>>>>>
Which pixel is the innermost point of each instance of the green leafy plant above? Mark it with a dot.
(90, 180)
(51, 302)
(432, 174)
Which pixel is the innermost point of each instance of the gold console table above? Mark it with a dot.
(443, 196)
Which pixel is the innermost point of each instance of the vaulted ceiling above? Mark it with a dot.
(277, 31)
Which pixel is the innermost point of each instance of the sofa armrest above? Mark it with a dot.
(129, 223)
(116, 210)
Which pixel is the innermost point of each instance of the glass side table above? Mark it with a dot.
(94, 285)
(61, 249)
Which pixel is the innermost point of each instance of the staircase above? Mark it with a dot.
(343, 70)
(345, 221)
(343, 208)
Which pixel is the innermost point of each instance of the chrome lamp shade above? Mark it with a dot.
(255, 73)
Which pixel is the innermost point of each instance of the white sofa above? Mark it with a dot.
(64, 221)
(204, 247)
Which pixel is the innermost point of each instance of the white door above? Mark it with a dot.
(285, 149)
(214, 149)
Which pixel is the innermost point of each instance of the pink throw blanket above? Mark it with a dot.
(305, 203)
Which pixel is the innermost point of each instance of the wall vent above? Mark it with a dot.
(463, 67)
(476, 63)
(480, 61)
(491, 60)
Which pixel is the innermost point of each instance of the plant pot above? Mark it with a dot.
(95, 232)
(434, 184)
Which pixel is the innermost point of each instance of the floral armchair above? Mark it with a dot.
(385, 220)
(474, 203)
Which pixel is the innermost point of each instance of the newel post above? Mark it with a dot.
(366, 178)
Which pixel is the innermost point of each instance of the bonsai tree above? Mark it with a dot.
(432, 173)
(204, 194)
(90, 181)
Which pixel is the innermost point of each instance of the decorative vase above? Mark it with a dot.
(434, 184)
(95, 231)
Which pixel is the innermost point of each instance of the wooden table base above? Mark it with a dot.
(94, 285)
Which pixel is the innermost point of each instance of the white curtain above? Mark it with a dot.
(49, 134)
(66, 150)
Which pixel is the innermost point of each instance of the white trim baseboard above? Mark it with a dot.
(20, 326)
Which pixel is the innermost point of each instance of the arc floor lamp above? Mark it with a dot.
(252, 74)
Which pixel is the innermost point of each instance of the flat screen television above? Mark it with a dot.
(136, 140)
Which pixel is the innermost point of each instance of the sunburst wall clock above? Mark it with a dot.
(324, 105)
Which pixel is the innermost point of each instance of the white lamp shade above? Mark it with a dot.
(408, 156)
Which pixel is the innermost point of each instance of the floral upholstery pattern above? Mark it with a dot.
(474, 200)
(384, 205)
<<<<<
Give again only the lines of the material above that run from the one with "pot above? Mark it with a dot." through the end, both included, exactly as they appear.

▶ TASK RESPONSE:
Which pixel is the innermost point of each instance of the plant pot above? Mark it with a dot.
(95, 232)
(434, 184)
Which pixel is the innermost point of each instance of the floral armchair above? Mark it with a dot.
(385, 220)
(474, 203)
Which pixel is the innermost point of each instance of the newel post above? Mark it with a dot.
(366, 178)
Which pixel is the innermost point of each instance of the bonsai tree above? Mark it with a dot.
(432, 173)
(204, 194)
(90, 181)
Which pixel is the innermost point of each instance of the decorative vase above? Mark it with a dot.
(434, 184)
(95, 231)
Which pixel is the innermost point of each instance of the wooden table base above? Mark it with a dot.
(94, 285)
Which pixel is the innermost point of each instance of the white curtain above? Mark it with a dot.
(49, 134)
(66, 150)
Which pixel is the innermost point of each instance of the white trim baseboard above? Mark it with a dot.
(20, 326)
Which pixel is the innermost point of each instance of the arc floor lamp above? Mark it with a dot.
(252, 74)
Which pixel is the innermost point of each instance of the flat screen television above? Mark it with a dot.
(136, 140)
Which pixel is the innermost point of each instance of the sunburst wall clock above? Mark it with a dot.
(324, 105)
Which pixel is the innermost point of each instance of the white lamp shade above? Mark it with a dot.
(408, 156)
Which pixel is the innermost point of each instance of the floral upholstery pattern above? Mark it with a dot.
(474, 200)
(384, 205)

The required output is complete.